EXERCISE INPUT section start

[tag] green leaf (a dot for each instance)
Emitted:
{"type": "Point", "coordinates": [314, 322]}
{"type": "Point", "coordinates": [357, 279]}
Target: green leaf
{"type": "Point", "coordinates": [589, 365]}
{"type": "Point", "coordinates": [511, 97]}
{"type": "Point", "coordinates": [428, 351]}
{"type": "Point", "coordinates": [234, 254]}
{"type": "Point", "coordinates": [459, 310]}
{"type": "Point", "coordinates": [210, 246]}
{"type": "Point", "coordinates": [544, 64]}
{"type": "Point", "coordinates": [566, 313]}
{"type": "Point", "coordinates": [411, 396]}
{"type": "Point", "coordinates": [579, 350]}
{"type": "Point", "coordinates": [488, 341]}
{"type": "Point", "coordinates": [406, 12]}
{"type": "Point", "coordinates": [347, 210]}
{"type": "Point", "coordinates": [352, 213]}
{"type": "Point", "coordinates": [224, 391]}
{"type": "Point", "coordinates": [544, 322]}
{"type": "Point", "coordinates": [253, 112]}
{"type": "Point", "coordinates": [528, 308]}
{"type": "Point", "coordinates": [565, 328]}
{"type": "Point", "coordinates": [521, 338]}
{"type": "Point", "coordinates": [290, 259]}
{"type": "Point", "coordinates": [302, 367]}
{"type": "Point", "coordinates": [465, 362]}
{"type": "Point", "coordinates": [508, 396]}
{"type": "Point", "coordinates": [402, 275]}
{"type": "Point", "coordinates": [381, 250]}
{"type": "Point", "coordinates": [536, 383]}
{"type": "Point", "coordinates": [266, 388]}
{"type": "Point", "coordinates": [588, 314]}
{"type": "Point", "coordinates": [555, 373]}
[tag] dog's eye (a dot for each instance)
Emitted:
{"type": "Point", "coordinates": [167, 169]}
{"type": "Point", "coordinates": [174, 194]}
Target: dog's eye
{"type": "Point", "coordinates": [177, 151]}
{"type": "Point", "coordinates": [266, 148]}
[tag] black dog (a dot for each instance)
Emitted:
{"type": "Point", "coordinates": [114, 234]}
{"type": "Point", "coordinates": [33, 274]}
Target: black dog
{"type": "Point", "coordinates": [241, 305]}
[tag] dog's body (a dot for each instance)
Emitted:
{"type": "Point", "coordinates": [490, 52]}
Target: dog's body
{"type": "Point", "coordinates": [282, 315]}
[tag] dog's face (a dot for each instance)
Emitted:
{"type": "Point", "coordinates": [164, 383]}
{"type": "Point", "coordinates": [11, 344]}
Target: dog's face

EXERCISE INPUT section end

PROBLEM REQUIREMENTS: Go through the lines above and tally those with the string "instance". The total is all that is needed.

WRITTEN ANSWER: 5